(Point localization data)
╔══
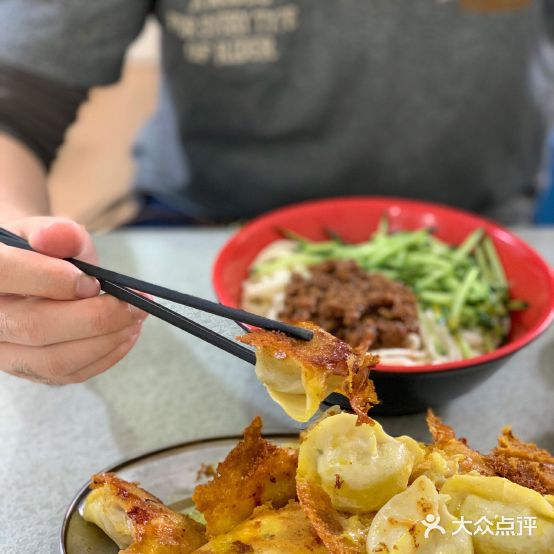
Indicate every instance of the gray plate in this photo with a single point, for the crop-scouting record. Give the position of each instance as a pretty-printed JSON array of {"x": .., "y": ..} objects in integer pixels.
[{"x": 170, "y": 474}]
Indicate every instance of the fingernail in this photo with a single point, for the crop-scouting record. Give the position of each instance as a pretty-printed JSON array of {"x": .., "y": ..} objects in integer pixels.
[{"x": 87, "y": 286}]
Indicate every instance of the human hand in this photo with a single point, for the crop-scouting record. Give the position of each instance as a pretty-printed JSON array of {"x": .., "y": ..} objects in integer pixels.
[{"x": 55, "y": 327}]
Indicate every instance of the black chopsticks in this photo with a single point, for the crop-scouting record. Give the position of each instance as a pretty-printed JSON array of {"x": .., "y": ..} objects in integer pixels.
[{"x": 119, "y": 285}]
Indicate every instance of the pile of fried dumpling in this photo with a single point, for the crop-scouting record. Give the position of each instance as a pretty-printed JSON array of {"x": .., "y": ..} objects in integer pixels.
[{"x": 347, "y": 488}]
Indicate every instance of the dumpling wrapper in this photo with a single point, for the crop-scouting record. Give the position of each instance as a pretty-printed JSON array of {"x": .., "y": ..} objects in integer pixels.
[
  {"x": 398, "y": 526},
  {"x": 137, "y": 521},
  {"x": 359, "y": 466},
  {"x": 300, "y": 374},
  {"x": 475, "y": 497},
  {"x": 268, "y": 531}
]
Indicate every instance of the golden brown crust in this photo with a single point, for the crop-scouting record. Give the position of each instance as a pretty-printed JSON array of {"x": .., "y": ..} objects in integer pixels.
[
  {"x": 156, "y": 528},
  {"x": 328, "y": 522},
  {"x": 283, "y": 531},
  {"x": 446, "y": 442},
  {"x": 328, "y": 356},
  {"x": 523, "y": 463},
  {"x": 255, "y": 472}
]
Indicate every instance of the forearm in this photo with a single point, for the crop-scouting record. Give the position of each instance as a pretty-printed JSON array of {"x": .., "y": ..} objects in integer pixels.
[{"x": 23, "y": 189}]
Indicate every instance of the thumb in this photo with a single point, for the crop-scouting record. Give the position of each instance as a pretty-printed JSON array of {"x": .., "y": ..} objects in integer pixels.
[{"x": 57, "y": 237}]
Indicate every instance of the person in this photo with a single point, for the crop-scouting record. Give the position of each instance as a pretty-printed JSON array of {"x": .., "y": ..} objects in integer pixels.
[{"x": 267, "y": 102}]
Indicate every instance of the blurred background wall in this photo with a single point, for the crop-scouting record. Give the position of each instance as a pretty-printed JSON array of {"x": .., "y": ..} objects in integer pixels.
[{"x": 92, "y": 176}]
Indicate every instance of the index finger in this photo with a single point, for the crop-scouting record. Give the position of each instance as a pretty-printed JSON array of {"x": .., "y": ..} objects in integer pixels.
[{"x": 32, "y": 274}]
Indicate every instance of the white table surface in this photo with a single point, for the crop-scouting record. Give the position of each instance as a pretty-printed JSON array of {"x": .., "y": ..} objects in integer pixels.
[{"x": 172, "y": 388}]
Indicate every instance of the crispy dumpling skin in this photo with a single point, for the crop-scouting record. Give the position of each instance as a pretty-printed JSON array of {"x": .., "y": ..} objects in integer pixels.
[
  {"x": 452, "y": 448},
  {"x": 300, "y": 374},
  {"x": 475, "y": 497},
  {"x": 342, "y": 533},
  {"x": 137, "y": 521},
  {"x": 255, "y": 472},
  {"x": 398, "y": 526},
  {"x": 346, "y": 471},
  {"x": 359, "y": 466},
  {"x": 523, "y": 463},
  {"x": 283, "y": 531}
]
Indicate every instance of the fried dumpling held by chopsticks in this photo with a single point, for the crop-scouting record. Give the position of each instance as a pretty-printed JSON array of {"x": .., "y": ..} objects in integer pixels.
[
  {"x": 299, "y": 374},
  {"x": 137, "y": 521}
]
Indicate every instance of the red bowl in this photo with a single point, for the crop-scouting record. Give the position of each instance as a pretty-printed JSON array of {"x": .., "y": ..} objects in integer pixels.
[{"x": 355, "y": 218}]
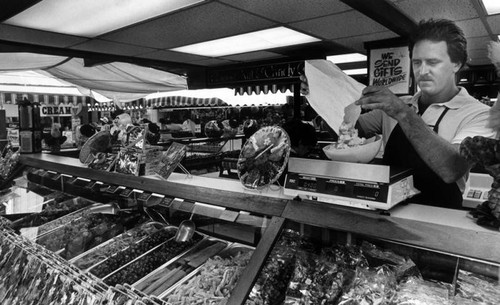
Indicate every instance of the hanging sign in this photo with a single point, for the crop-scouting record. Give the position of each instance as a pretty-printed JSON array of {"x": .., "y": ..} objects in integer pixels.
[
  {"x": 55, "y": 110},
  {"x": 390, "y": 67}
]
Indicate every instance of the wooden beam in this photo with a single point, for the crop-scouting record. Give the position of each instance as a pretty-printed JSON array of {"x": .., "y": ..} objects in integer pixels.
[
  {"x": 10, "y": 8},
  {"x": 257, "y": 262},
  {"x": 235, "y": 200},
  {"x": 385, "y": 13},
  {"x": 94, "y": 57}
]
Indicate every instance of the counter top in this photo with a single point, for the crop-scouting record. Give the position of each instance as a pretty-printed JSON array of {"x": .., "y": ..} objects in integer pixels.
[{"x": 438, "y": 229}]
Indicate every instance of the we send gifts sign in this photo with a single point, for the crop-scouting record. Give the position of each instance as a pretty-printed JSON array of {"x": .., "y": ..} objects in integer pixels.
[{"x": 390, "y": 67}]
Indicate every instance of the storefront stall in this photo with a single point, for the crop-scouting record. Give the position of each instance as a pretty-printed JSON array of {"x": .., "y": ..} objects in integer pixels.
[
  {"x": 447, "y": 247},
  {"x": 104, "y": 229}
]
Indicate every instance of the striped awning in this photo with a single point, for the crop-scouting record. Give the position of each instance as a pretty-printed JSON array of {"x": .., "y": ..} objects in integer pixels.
[
  {"x": 184, "y": 101},
  {"x": 12, "y": 97}
]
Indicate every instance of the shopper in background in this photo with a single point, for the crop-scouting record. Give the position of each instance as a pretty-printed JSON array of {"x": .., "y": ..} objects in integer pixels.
[
  {"x": 426, "y": 136},
  {"x": 303, "y": 139},
  {"x": 494, "y": 55}
]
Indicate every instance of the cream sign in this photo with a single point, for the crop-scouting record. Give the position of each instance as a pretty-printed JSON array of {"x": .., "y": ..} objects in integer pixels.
[
  {"x": 53, "y": 110},
  {"x": 390, "y": 67}
]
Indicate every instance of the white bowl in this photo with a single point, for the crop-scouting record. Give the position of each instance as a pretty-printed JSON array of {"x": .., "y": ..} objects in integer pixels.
[{"x": 359, "y": 154}]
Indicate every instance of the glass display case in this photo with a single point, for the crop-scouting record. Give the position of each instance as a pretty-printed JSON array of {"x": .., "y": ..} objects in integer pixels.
[{"x": 114, "y": 235}]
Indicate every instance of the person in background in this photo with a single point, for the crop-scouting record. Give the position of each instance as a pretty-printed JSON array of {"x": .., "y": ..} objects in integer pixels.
╚══
• **Exercise requirements**
Return all the data above as written, leaving out only the pictures.

• **Answer area**
Indicate every instance of the gray plate in this photo with a single point, for the crop-scouting record. Give the position of each instance as a pretty-printed JSON array of {"x": .., "y": ..} objects in integer pixels.
[{"x": 170, "y": 474}]
Indicate every instance of the fingernail in this photo with a single point, for the crop-scouting record. Give the position of each instance as a pretty-printed JSON array of {"x": .., "y": ..} objects in integer pixels.
[{"x": 87, "y": 286}]
Indicate every instance of the human hand in this photo with a single point, for the crop-scouting record. Give the position of each instance as a pretty-printed JSON array of {"x": .., "y": ..} objects in integer pixels.
[{"x": 55, "y": 327}]
Indicate every instance of the black chopsticks in this photo with a single point, for the crop-scouting record. Give the position of each instance as a pretty-printed JSON array of {"x": .., "y": ..} objects in integer pixels.
[{"x": 119, "y": 285}]
Indicate every instance of the pile of fried dumpling in this photo with a single point, for the crop-scouting record. Give the position of each instance as a pretty-printed JSON array of {"x": .., "y": ..} objects in integer pixels.
[{"x": 347, "y": 488}]
Indicate every instance of the dumpling wrapper in this photo with a single point, for the crop-scouting record. Give the position of each instance as a pretty-printed JSON array of {"x": .., "y": ..} objects in integer pixels.
[
  {"x": 398, "y": 526},
  {"x": 137, "y": 521},
  {"x": 359, "y": 466},
  {"x": 300, "y": 374},
  {"x": 475, "y": 497},
  {"x": 268, "y": 531}
]
Indicate every instance of the golden brown crust in this photo with a single point, for the crop-scouting record. Give the position of each instance as a pretty-printed JSON array of {"x": .., "y": ..} objects in integer pixels.
[
  {"x": 156, "y": 528},
  {"x": 328, "y": 522},
  {"x": 283, "y": 531},
  {"x": 446, "y": 442},
  {"x": 328, "y": 356},
  {"x": 523, "y": 463},
  {"x": 255, "y": 472}
]
Indicate every instance of the forearm in this photo with a single point, for the crop-scouting record. Give the position of each instance as a pretty-printed JSON array of {"x": .., "y": ..} objects in integer pixels.
[{"x": 23, "y": 189}]
Indicate every instance of the thumb in this photo with a single point, for the crop-scouting record. Give the position of each instance as a pretty-printed JSON array of {"x": .., "y": ..} objects in integer pixels.
[{"x": 57, "y": 237}]
Indicate every instance of the person in this photo with a single point, for the crop-scouting record. Give the position of each instance as a pretty-printed JSON array of {"x": .., "y": ..} objects in integer pixels.
[{"x": 267, "y": 102}]
Indicate every instance of the blurred background wall in this photo with a single point, for the crop-scouting record. Give the position of each instance as a pretty-printed JSON array of {"x": .., "y": ..} objects in integer pixels.
[{"x": 92, "y": 176}]
Indicate every instance of the index finger in this photo with a single point, for the crop-scouting record. Give the position of each instance as a pretty-printed JSON array of {"x": .., "y": ..} objects in integer pixels.
[{"x": 32, "y": 274}]
Indicate every instance of the white table surface in this photo with a single point, for the crop-scouting record. Give the position of each instance as a pretty-printed JSON array of {"x": .., "y": ..} objects in integer pixels.
[{"x": 172, "y": 388}]
Indicate every instance of the crispy dumpling skin in this photo with a single point, for the crop-scouting record. Give the position of each instance as a pretty-printed JSON array of {"x": .., "y": ..} objects in integer pixels.
[
  {"x": 452, "y": 448},
  {"x": 300, "y": 374},
  {"x": 475, "y": 497},
  {"x": 342, "y": 533},
  {"x": 137, "y": 521},
  {"x": 255, "y": 472},
  {"x": 398, "y": 526},
  {"x": 346, "y": 471},
  {"x": 359, "y": 466},
  {"x": 523, "y": 463},
  {"x": 283, "y": 531}
]
Indicate every instance of the fried dumpling held by chopsticks in this photo with a single point, for the crop-scouting record. Give the position of each instance as a pretty-printed JSON array of {"x": .., "y": ..} objects in integer pixels.
[
  {"x": 299, "y": 374},
  {"x": 137, "y": 521}
]
Indicate every instance of the red bowl in this photo with a single point, for the crop-scouting record. Give the position of each instance as a pretty-printed JSON array of {"x": .., "y": ..} objects in integer pixels.
[{"x": 355, "y": 218}]
Indicate every instance of the hanging sign in this photo with a single point, for the crop-scouting record. Give the position of each instance as a pretty-printed JSON array of {"x": .., "y": ..} objects in integer pixels.
[
  {"x": 55, "y": 110},
  {"x": 390, "y": 67}
]
Indicate every instance of the wooden beam in this photo with a single point, for the crop-scouting record. Give the position of each instance as a pretty-printed JSON array of {"x": .., "y": ..} objects in integer pixels.
[
  {"x": 10, "y": 8},
  {"x": 257, "y": 262},
  {"x": 235, "y": 200},
  {"x": 385, "y": 13},
  {"x": 94, "y": 57}
]
Indicate every instance of the counter top in this photo with a single point, for the crop-scouting record. Give the position of each instance as a pretty-printed JSON array of {"x": .., "y": ..} objects in integer pixels.
[{"x": 438, "y": 229}]
Indicate every instance of the we send gifts sign in this photo with a single point, for the crop-scouting record. Give the position of each instance as a pretty-printed JSON array of {"x": .., "y": ..} objects in integer pixels.
[{"x": 390, "y": 67}]
Indicate every instance of the storefront stall in this photo with a single point, for the crop-scouting record. Give the position of each instance as a pretty-printed JSON array of {"x": .., "y": ..} objects in integer pixels.
[
  {"x": 447, "y": 247},
  {"x": 104, "y": 229}
]
Indicate every instance of the striped awning in this photo with a single point, for the crop-scouting record. Give the position of each instance as a pretty-printed JSON array of {"x": .., "y": ..} objects in integer pixels.
[
  {"x": 184, "y": 101},
  {"x": 12, "y": 97}
]
Indicate every instance of the shopper in background in this photo with a single point, for the crop-scouting record. Give the position of each instance as a pretty-printed JSON array of {"x": .., "y": ..} objects in integer pixels.
[
  {"x": 426, "y": 136},
  {"x": 303, "y": 139},
  {"x": 494, "y": 55}
]
Indicate every instance of the cream sign in this photo with a single point, for the crop-scouting record. Give the position of each instance as a pretty-printed JSON array of {"x": .., "y": ..} objects in integer pixels.
[
  {"x": 53, "y": 110},
  {"x": 390, "y": 67}
]
Indicate every instance of the white bowl in this photo with a single point, for the crop-scouting record. Give the position of each instance as a pretty-printed JSON array of {"x": .., "y": ..} objects in integer pixels.
[{"x": 359, "y": 154}]
Indicate every instance of the glass display case in this photo with a single point, for the crop-scouting record. Give the position of each instance as a pretty-printed JSON array of {"x": .., "y": ..} objects in integer pixels.
[{"x": 114, "y": 235}]
Indicate every instance of the person in background in this photo with a single point, for the crop-scouting record. Give the position of each instance as a pretty-printed JSON array of {"x": .., "y": ..} objects in integer pixels.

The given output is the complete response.